## [WHAT THIS TASK INVOLVES]
Turn each line of the data below into a JSON list of strings, with one string per line and no blank lines, leaving the pictures out.

____________

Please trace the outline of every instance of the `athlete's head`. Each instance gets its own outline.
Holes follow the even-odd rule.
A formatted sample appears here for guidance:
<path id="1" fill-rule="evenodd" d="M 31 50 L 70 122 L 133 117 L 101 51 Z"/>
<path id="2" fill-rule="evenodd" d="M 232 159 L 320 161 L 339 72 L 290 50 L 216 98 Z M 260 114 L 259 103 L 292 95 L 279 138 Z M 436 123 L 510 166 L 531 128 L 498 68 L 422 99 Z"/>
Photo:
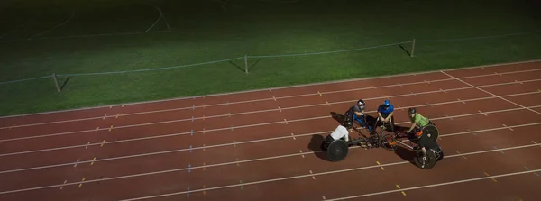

____________

## [ANSWER]
[
  "Please trace the outline of every instance of the `athlete's head`. Each instance gets its own outline.",
  "Holes follow the even-odd rule.",
  "A formatted sample appears here for guidance:",
  "<path id=\"1\" fill-rule=\"evenodd\" d=\"M 31 50 L 70 122 L 133 117 L 101 51 Z\"/>",
  "<path id=\"2\" fill-rule=\"evenodd\" d=\"M 232 159 L 320 161 L 339 72 L 290 50 L 216 98 Z M 260 114 L 259 103 L 292 95 L 279 138 Z M 436 123 L 510 166 L 531 128 L 498 68 L 422 99 Z\"/>",
  "Photo:"
]